What to work on - Edit the material from the line containing "Camera-trap review: tag the green grass" through the end, replacing "Camera-trap review" with "Image review" and leaving everything else unchanged. Return only those lines.
· · ·
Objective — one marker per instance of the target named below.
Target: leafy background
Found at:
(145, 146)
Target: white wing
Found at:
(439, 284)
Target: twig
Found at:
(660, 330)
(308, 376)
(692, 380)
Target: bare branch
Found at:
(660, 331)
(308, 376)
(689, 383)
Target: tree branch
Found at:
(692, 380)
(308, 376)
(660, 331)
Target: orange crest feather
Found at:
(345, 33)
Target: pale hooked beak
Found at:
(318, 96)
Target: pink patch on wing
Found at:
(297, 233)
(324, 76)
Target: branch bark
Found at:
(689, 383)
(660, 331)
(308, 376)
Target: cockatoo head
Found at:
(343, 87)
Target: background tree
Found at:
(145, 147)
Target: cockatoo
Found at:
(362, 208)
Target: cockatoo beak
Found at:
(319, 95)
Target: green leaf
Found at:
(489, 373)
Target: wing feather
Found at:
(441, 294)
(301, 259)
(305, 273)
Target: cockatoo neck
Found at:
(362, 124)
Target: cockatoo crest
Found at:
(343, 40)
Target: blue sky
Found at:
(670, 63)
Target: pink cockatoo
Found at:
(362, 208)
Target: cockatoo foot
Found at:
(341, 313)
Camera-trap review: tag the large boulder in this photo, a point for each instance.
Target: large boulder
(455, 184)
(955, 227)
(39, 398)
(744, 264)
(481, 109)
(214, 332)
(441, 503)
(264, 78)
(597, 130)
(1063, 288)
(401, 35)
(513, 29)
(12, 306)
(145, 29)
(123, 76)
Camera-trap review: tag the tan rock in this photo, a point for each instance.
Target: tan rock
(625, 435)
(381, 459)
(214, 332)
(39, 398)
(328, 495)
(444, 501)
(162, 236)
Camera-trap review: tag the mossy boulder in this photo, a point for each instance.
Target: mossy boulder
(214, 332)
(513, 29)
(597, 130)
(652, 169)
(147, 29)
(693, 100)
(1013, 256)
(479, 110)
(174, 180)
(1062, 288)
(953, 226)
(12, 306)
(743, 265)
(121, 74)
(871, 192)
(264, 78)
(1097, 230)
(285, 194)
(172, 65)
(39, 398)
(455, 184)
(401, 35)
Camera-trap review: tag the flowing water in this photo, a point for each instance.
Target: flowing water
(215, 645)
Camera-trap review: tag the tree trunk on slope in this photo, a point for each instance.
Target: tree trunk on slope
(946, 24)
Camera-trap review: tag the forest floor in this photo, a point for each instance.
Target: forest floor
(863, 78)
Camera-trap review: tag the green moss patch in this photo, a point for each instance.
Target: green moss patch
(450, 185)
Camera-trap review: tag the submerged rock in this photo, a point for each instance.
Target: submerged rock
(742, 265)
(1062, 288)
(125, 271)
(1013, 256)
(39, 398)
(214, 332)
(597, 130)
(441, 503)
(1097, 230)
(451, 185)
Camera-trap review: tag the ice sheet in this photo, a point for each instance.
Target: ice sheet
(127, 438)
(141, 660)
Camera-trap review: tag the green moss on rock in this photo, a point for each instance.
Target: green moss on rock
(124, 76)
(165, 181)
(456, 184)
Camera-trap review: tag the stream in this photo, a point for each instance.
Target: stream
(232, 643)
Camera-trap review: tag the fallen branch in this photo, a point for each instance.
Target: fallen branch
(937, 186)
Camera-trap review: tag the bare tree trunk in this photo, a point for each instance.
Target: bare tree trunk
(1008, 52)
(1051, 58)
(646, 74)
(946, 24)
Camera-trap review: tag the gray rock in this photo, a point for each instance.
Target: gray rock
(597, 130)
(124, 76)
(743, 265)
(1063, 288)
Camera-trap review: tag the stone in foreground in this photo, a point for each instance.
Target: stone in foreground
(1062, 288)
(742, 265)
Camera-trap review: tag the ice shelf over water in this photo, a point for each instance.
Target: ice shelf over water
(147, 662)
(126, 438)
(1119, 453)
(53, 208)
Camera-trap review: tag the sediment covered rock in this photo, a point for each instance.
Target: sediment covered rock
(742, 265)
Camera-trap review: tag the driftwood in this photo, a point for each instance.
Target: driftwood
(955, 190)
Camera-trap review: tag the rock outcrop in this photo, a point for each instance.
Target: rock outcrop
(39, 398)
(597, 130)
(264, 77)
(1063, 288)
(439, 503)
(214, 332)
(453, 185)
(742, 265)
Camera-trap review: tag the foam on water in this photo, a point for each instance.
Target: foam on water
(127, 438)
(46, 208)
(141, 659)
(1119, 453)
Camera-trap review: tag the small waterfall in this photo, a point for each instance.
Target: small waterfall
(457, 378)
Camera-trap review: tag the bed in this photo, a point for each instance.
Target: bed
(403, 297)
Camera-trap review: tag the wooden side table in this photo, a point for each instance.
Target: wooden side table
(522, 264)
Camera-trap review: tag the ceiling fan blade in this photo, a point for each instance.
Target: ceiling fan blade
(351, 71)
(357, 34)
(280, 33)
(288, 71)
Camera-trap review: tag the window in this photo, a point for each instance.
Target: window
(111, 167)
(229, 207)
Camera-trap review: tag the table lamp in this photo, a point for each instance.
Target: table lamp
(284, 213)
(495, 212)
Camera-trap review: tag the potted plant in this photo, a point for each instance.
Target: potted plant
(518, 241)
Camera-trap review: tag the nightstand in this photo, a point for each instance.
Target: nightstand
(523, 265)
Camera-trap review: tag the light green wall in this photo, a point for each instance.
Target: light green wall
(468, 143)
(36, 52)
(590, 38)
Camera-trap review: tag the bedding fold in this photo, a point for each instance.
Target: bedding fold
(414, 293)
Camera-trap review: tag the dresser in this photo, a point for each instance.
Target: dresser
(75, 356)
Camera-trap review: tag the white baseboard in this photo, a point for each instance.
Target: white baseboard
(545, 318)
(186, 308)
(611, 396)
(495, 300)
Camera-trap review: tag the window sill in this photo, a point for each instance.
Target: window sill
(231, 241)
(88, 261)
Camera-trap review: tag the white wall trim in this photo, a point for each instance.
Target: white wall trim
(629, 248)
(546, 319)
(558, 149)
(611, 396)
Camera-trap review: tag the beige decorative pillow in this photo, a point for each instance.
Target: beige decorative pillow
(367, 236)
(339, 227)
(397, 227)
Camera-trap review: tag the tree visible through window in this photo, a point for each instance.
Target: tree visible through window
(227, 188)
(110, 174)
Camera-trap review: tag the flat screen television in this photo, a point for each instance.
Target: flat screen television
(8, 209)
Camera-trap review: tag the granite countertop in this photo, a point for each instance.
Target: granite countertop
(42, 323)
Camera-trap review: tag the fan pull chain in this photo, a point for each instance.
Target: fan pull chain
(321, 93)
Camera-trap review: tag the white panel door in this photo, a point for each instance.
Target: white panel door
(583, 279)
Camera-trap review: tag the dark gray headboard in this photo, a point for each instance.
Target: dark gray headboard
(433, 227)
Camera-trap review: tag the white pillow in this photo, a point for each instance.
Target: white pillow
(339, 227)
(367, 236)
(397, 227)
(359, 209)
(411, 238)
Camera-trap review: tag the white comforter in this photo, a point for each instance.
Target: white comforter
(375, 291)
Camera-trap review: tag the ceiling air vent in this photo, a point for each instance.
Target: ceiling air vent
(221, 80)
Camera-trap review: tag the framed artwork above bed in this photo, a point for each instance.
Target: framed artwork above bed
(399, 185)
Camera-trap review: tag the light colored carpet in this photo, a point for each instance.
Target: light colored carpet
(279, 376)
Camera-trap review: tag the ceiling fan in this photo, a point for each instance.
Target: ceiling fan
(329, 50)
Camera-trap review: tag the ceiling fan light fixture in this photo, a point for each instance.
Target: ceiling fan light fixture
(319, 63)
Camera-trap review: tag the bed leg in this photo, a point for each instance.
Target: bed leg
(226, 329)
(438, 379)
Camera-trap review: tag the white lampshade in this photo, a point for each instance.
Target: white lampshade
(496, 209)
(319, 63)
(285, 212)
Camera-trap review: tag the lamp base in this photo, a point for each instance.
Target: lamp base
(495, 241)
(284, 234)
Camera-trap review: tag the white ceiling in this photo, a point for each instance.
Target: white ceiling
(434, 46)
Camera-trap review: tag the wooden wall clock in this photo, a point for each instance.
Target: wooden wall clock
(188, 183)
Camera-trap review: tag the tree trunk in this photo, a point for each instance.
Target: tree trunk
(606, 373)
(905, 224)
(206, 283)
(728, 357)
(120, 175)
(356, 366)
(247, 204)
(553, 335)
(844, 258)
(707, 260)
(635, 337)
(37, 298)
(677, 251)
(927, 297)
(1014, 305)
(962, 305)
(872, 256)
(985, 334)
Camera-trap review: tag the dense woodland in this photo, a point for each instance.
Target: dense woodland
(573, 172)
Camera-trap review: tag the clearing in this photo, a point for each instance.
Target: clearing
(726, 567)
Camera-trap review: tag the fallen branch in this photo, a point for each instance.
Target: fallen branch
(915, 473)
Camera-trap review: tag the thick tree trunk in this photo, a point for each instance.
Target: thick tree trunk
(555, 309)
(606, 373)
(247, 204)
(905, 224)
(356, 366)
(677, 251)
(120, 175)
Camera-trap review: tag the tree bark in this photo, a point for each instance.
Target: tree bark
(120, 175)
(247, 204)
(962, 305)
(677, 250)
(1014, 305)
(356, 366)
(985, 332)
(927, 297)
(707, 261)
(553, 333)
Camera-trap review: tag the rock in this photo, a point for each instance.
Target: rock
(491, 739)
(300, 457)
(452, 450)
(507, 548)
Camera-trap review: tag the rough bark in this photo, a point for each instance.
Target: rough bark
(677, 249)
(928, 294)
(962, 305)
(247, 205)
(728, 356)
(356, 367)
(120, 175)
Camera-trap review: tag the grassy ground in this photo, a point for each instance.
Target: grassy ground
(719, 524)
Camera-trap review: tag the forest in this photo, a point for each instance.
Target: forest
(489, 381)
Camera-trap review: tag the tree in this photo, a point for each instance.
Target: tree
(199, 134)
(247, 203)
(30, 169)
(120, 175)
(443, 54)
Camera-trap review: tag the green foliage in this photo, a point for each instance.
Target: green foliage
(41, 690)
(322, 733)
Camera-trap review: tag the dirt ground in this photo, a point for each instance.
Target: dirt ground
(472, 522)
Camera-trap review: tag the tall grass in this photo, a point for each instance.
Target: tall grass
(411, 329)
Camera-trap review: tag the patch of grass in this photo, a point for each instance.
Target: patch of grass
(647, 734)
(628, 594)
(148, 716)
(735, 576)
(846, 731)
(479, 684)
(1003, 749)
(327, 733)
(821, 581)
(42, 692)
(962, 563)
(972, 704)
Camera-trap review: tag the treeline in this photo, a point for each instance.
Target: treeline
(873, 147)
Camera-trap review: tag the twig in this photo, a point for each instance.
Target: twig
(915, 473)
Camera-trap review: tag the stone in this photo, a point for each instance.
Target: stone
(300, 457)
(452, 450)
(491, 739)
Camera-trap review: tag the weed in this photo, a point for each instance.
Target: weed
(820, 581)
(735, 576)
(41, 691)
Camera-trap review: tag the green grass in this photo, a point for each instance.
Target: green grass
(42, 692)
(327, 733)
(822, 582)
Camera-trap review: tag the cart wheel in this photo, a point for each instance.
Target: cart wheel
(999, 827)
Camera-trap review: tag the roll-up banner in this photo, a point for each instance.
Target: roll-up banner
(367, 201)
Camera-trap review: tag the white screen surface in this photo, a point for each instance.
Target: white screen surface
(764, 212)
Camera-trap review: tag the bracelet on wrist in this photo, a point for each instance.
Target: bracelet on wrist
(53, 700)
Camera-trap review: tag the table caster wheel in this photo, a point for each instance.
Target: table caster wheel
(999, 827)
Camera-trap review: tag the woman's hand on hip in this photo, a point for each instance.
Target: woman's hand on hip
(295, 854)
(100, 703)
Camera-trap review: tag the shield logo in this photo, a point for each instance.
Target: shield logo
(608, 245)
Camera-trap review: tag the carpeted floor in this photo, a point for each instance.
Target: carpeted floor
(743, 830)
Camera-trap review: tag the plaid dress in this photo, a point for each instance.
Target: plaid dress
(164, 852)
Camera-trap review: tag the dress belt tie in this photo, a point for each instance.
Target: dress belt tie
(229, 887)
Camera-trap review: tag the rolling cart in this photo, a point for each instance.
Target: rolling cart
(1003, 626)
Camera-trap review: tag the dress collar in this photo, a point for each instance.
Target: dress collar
· · ·
Worked answer -
Image review: tag the green grass in this photo, a point for each instance.
Target: green grass
(42, 692)
(327, 733)
(822, 582)
Image review: tag the cart wheel in this photo, a point for each instance.
Target: cart wheel
(999, 827)
Image review: tag the roll-up banner in this photo, a point for each instance.
Target: roll-up banner
(367, 201)
Image review: tag the white screen surface in this photo, a point for each instance.
Target: white screen surface
(764, 212)
Image review: tag the bracelet on wrist in this photo, a point for each instance.
Target: bracelet on wrist
(53, 700)
Image review: tag the table caster wheel in this photo, a point for each instance.
Target: table caster wheel
(999, 827)
Image review: tag the woman's hand on hip in this photo, a point for each instance.
Target: woman's hand on hip
(295, 854)
(100, 703)
Image review: tag the shield logo in this photo, a point for each instance.
Target: shield logo
(608, 245)
Image review: tag the carpeted floor in this photo, a point for each instance.
Target: carpeted floor
(743, 830)
Image review: tag the plaid dress in this photo, a point for each instance.
Target: plaid dress
(164, 852)
Image review: tag the dress belt tie in this photo, a point for each instance.
Target: dress belt tie
(229, 887)
Image review: tag the rolling cart in this photo, a point for each instance.
Target: rolling cart
(1003, 626)
Image review: tag the dress collar in this photo, a point for each instance.
Target: dress collar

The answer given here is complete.